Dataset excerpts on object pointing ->
----

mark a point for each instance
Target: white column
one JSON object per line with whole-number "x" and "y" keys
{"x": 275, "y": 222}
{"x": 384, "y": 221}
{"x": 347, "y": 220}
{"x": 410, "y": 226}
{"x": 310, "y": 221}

----

Problem ->
Rewrite the entries above, swapping "white column" for "gray pillar" and keeping everything else the same.

Expected answer ->
mark a point for each instance
Target: gray pillar
one JSON object per line with whole-number "x" and "y" keys
{"x": 275, "y": 222}
{"x": 384, "y": 221}
{"x": 347, "y": 220}
{"x": 410, "y": 226}
{"x": 310, "y": 221}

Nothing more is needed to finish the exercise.